Instructions »
1. Summarize the forum post about the used jetter in two sentences.
2. Write the next part of the forum post about the used jetter, picking up right after its last sentence.

Extracted text »
——————
# My new old jetter



## smellslike$tome (Jun 16, 2008)

Man I love this thing! It's a General J-2900 that I bought about six months or so ago from another plumber who got himself in all kinds of financial trouble and needed a quick $1000.00. It came with I think it's 200' of 3/8" hose on the main reel and 150' of 1/4" hose on a secondary reel/cart.

Well I bought this thing because leading up to that time I had had a string of drain calls where I really struggled and thought that what I really needed was a jetter. I didn't want to buy one though 'cause it seems like every time I turn around I think I need to buy some new kind of drain equipment. I've got way more money in drain equipment than any other types of tools. For $1000 though how could I not buy it.
——————
Extracted information »

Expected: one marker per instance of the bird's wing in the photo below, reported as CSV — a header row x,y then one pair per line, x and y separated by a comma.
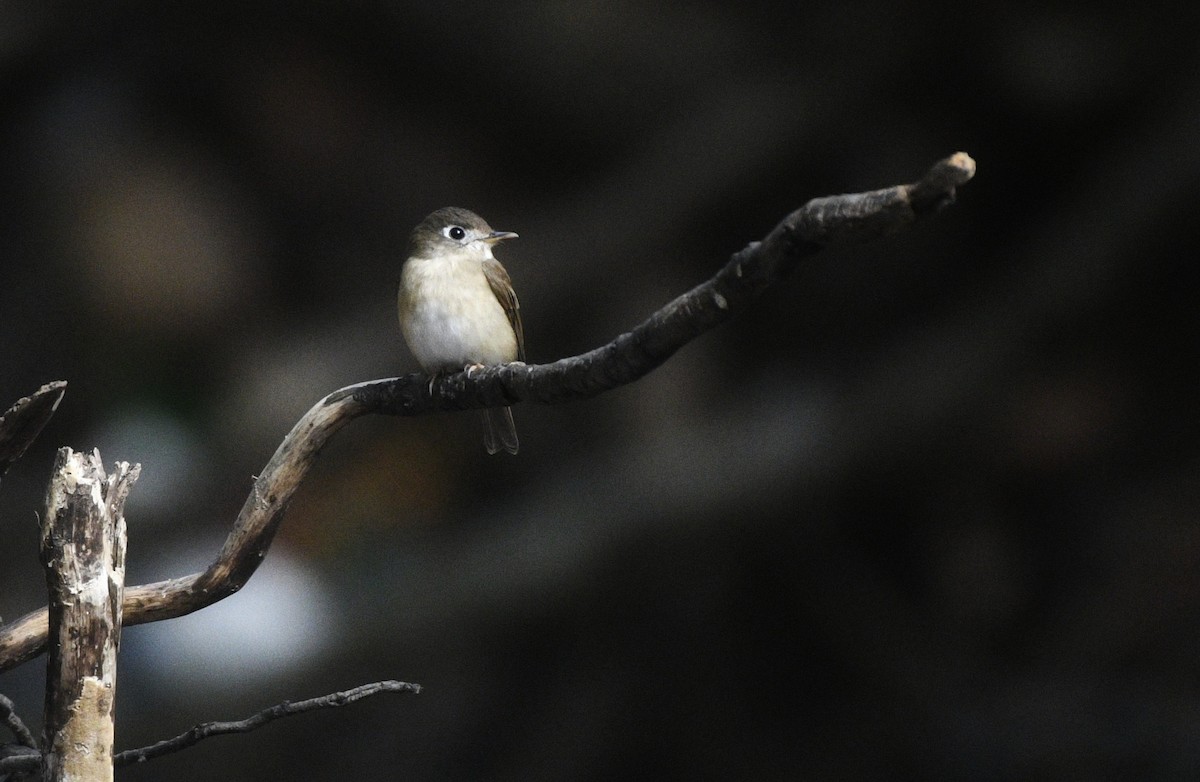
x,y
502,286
——————
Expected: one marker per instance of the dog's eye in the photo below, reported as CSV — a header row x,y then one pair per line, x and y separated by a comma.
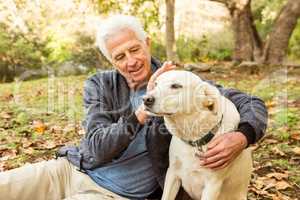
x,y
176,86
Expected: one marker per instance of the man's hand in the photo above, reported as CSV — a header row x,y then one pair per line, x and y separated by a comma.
——————
Outputs in order »
1. The poster, a plumber, bought a used General J-2900 jetter about six months earlier for $1,000 from another plumber who was in financial trouble, and it came with what the poster thinks is 200 feet of 3/8" hose on the main reel plus 150 feet of 1/4" hose on a secondary reel. The purchase followed a string of difficult drain calls, and although the poster already has more money in drain equipment than in any other kind of tool and was reluctant to buy more, the price was too good to pass up.

2.
Anyway as soon as I get it I use it on a call and, oh yeah, this is what I needed! Well I use it that once and then I never need it anymore for like I don't know 6 months or however long it's been and then the other day all of a sudden I turn into jetter man! I had a call from a client who had about 50' of grease laden ks drain and a buddy of mine (who doesn't have a jetter :icon_cheesygrin calls to see if I can go do the same thing for one of his clients. Well I've never really used this thing except for the one time before and there really isn't anybody to show me any tricks so I have to just kind of figure it out as I go. The good news is that there is not much to it once you figure it out. This thing is absolutely murder on a grease line!!!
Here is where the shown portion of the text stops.